TASK PROMPT – Copy only the lines of the listing from the line with "the wooden post." through the end of the listing, both ends included and requests kept. Multiply each point coordinate in them by 2.6 and round it to a whole number, with halves rounded up.

LISTED RECORDS –
-=-=-=-=-
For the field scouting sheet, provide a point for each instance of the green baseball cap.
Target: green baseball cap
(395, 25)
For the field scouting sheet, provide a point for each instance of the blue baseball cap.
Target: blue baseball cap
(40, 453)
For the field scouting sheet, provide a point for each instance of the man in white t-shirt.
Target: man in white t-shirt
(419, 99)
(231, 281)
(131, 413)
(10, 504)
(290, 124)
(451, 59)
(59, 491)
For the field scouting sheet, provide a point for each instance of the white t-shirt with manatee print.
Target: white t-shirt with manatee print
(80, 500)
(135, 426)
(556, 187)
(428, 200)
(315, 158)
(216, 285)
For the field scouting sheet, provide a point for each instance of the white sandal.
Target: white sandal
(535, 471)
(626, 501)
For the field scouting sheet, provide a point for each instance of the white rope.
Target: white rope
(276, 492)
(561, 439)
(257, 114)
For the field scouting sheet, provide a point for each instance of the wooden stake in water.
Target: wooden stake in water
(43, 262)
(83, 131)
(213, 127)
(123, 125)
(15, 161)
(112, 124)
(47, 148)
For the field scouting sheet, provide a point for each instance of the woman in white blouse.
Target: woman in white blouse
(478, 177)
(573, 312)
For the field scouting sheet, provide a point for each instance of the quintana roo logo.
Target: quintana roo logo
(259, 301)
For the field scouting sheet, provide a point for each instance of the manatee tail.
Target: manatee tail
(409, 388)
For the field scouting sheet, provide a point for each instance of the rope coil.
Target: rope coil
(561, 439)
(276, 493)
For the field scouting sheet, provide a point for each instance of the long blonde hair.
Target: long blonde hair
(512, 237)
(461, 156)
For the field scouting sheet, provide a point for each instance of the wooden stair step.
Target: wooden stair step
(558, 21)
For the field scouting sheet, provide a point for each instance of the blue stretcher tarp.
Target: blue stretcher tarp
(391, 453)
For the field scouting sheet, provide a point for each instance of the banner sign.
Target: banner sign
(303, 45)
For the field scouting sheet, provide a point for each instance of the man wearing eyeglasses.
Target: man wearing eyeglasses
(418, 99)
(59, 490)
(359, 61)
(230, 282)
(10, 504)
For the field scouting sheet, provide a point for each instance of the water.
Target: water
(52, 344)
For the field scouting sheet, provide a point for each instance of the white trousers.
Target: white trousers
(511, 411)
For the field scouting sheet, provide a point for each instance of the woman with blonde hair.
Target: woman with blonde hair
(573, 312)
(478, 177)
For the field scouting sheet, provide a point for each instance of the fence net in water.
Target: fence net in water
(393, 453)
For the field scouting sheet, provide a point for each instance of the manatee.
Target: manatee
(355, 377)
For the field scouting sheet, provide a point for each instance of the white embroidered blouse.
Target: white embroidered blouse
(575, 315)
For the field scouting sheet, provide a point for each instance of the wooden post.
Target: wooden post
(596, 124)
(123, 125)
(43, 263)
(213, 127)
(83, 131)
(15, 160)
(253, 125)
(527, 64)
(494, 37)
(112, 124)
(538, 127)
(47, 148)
-=-=-=-=-
TASK RESULT –
For the field scouting sheet, provide a point for each instance of the wooden post.
Target: wooden post
(1550, 322)
(320, 325)
(112, 684)
(554, 330)
(216, 341)
(39, 416)
(658, 325)
(1370, 166)
(1284, 96)
(291, 322)
(1399, 330)
(122, 385)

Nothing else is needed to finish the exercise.